### About this exercise
Print out the records precisely, keeping each line identical to its source.

Stored data entries
◆ ◆ ◆ ◆ ◆ ◆ ◆
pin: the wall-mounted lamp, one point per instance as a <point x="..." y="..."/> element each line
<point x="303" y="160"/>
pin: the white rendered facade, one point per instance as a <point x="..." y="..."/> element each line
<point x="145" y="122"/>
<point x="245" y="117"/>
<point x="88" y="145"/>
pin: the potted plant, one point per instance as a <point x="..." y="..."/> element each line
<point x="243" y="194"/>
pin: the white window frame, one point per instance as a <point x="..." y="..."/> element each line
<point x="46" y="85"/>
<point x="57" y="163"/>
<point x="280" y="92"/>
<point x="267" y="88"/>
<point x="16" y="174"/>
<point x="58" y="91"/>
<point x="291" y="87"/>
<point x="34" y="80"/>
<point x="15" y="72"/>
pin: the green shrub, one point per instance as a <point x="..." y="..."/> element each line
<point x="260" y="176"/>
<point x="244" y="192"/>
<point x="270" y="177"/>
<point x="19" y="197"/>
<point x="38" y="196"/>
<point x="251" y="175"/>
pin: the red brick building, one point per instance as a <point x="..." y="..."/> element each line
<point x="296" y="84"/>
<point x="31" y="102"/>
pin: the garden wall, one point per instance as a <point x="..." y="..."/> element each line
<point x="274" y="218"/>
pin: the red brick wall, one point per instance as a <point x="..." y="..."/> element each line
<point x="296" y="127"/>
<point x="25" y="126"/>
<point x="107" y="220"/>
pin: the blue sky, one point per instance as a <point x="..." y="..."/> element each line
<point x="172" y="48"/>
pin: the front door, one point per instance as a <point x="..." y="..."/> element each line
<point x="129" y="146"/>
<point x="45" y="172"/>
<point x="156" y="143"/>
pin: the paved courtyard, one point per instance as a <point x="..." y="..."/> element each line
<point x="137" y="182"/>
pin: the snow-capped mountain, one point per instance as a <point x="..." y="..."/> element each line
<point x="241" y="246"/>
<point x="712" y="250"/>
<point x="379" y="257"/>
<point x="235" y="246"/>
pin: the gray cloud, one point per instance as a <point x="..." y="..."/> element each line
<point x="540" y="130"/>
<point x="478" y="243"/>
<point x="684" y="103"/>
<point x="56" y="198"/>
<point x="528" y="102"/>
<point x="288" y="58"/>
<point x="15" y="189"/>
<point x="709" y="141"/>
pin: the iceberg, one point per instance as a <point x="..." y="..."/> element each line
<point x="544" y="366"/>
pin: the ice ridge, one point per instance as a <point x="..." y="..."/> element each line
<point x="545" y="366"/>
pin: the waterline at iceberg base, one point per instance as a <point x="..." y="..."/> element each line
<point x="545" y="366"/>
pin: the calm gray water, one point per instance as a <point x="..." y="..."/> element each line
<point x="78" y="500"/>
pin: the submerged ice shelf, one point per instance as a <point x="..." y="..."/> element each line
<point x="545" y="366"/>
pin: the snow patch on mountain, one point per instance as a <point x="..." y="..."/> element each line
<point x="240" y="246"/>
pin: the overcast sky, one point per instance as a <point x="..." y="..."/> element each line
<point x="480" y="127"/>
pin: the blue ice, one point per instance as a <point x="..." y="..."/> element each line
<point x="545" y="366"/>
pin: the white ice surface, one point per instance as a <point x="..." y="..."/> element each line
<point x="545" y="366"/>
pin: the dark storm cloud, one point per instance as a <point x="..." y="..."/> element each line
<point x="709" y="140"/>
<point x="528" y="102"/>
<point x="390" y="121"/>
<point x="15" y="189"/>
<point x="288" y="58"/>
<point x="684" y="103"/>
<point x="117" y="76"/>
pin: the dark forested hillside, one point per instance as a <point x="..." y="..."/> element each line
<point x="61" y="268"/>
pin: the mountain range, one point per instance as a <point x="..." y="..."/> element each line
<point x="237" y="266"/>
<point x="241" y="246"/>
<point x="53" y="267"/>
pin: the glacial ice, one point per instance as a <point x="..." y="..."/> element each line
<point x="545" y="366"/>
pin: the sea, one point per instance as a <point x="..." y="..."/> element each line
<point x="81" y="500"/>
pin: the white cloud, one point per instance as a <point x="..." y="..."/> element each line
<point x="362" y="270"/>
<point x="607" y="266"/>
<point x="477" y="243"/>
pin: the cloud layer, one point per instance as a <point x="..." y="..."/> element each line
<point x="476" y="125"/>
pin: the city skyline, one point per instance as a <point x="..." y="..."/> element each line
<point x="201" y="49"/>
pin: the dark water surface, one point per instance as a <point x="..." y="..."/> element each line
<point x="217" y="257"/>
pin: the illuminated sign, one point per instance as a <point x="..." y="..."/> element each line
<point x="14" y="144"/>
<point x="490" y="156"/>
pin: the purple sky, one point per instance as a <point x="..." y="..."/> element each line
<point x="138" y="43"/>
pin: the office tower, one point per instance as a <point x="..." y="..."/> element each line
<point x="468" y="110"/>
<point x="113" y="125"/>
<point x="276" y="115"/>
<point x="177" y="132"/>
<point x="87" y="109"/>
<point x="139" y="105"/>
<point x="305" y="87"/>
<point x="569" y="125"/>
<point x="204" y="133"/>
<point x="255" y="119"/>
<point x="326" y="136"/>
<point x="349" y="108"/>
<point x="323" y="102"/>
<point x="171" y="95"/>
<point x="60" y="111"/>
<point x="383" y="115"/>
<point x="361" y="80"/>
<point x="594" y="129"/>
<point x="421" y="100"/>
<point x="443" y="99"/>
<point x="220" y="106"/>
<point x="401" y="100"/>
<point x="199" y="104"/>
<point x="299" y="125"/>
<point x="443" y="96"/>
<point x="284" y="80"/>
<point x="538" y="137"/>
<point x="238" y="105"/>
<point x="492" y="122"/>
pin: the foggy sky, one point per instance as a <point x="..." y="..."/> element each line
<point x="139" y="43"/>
◆ ◆ ◆ ◆ ◆ ◆ ◆
### Output of the task
pin: the wall-mounted lamp, one point per instance as a <point x="..." y="..."/> element each line
<point x="303" y="160"/>
pin: the white rendered facade, one point per instance as a <point x="..." y="..."/> element each line
<point x="145" y="122"/>
<point x="245" y="117"/>
<point x="88" y="145"/>
pin: the potted plant, one point per instance as a <point x="..." y="..."/> element each line
<point x="243" y="194"/>
pin: the white window frame, one point per instance as a <point x="..." y="..."/> element each line
<point x="46" y="85"/>
<point x="57" y="163"/>
<point x="280" y="92"/>
<point x="267" y="88"/>
<point x="16" y="174"/>
<point x="58" y="91"/>
<point x="291" y="87"/>
<point x="34" y="80"/>
<point x="15" y="72"/>
pin: the green shrub, one point per instance as a <point x="..." y="..."/> element each line
<point x="260" y="176"/>
<point x="244" y="192"/>
<point x="270" y="177"/>
<point x="19" y="197"/>
<point x="38" y="196"/>
<point x="251" y="175"/>
pin: the red brick building, one point per instance as a <point x="..." y="..."/> element each line
<point x="296" y="84"/>
<point x="31" y="102"/>
pin: the garden wall, one point per instance as a <point x="..." y="..."/> element each line
<point x="274" y="218"/>
pin: the red brick wall, one point per instance as a <point x="..." y="..."/> element each line
<point x="296" y="127"/>
<point x="25" y="126"/>
<point x="107" y="220"/>
pin: the blue sky, one point per instance as a <point x="..." y="..."/> element each line
<point x="172" y="48"/>
pin: the front door, one point per instance as a <point x="..." y="..."/> element each line
<point x="129" y="146"/>
<point x="45" y="172"/>
<point x="156" y="143"/>
pin: the paved courtyard, one point per instance as a <point x="..." y="..."/> element each line
<point x="137" y="182"/>
pin: the snow-capped mountain, one point per instance as a <point x="..." y="..."/> element each line
<point x="241" y="246"/>
<point x="712" y="250"/>
<point x="379" y="257"/>
<point x="235" y="246"/>
pin: the gray cloud, one point per instance as a <point x="..." y="..."/> element each line
<point x="540" y="130"/>
<point x="478" y="243"/>
<point x="684" y="103"/>
<point x="56" y="198"/>
<point x="528" y="102"/>
<point x="288" y="58"/>
<point x="15" y="189"/>
<point x="709" y="141"/>
pin: the iceberg, one point per instance as a <point x="..." y="..."/> element each line
<point x="544" y="366"/>
pin: the ice ridge, one point per instance as a <point x="..." y="..."/> element each line
<point x="545" y="366"/>
pin: the waterline at iceberg base, one point per instance as a <point x="..." y="..."/> element each line
<point x="545" y="366"/>
pin: the calm gray water, one point per instance as a <point x="..." y="..."/> element each line
<point x="78" y="500"/>
pin: the submerged ice shelf, one point per instance as a <point x="..." y="..."/> element each line
<point x="545" y="366"/>
pin: the snow patch on mountain, one point per instance as a <point x="..." y="..."/> element each line
<point x="240" y="246"/>
pin: the overcast sky, one point per instance as a <point x="..." y="..."/> element each line
<point x="480" y="127"/>
pin: the blue ice, one point per instance as a <point x="..." y="..."/> element each line
<point x="545" y="366"/>
pin: the white ice surface, one point per instance as a <point x="..." y="..."/> element each line
<point x="545" y="366"/>
pin: the dark storm cloud, one point per instance as a <point x="..." y="..."/> element each line
<point x="709" y="140"/>
<point x="528" y="102"/>
<point x="390" y="121"/>
<point x="15" y="189"/>
<point x="288" y="58"/>
<point x="684" y="103"/>
<point x="117" y="76"/>
pin: the dark forested hillside, one point per instance as a <point x="..." y="..."/> element each line
<point x="61" y="268"/>
pin: the mountain range, one point per instance as a <point x="..." y="..."/> element each line
<point x="237" y="266"/>
<point x="241" y="246"/>
<point x="53" y="267"/>
pin: the glacial ice, one point per instance as a <point x="..." y="..."/> element each line
<point x="545" y="366"/>
pin: the sea, one point per instance as a <point x="..." y="..."/> element each line
<point x="81" y="500"/>
pin: the white cloud, one point per instance as a <point x="..." y="..."/> element each line
<point x="362" y="270"/>
<point x="607" y="266"/>
<point x="477" y="243"/>
pin: the cloud layer, one point per instance as a <point x="..." y="..."/> element each line
<point x="476" y="125"/>
pin: the city skyline, one point per instance as a <point x="..." y="..."/> element each line
<point x="201" y="49"/>
pin: the dark water surface, one point per instance as a <point x="..." y="..."/> element each line
<point x="217" y="257"/>
pin: the illuminated sign, one point per instance as a <point x="..." y="..."/> element each line
<point x="14" y="144"/>
<point x="490" y="156"/>
pin: the purple sky, one point per instance as a <point x="..." y="..."/> element each line
<point x="138" y="43"/>
pin: the office tower, one point per instance as a <point x="..." y="..."/> element each line
<point x="468" y="110"/>
<point x="113" y="125"/>
<point x="276" y="115"/>
<point x="177" y="132"/>
<point x="87" y="109"/>
<point x="139" y="105"/>
<point x="305" y="87"/>
<point x="569" y="125"/>
<point x="204" y="133"/>
<point x="255" y="119"/>
<point x="326" y="136"/>
<point x="349" y="108"/>
<point x="323" y="102"/>
<point x="171" y="95"/>
<point x="60" y="111"/>
<point x="383" y="115"/>
<point x="361" y="80"/>
<point x="594" y="129"/>
<point x="421" y="100"/>
<point x="443" y="99"/>
<point x="220" y="106"/>
<point x="401" y="100"/>
<point x="199" y="104"/>
<point x="299" y="125"/>
<point x="443" y="96"/>
<point x="284" y="80"/>
<point x="538" y="137"/>
<point x="238" y="105"/>
<point x="492" y="122"/>
pin: the foggy sky, one point per instance as a <point x="..." y="..."/> element each line
<point x="139" y="43"/>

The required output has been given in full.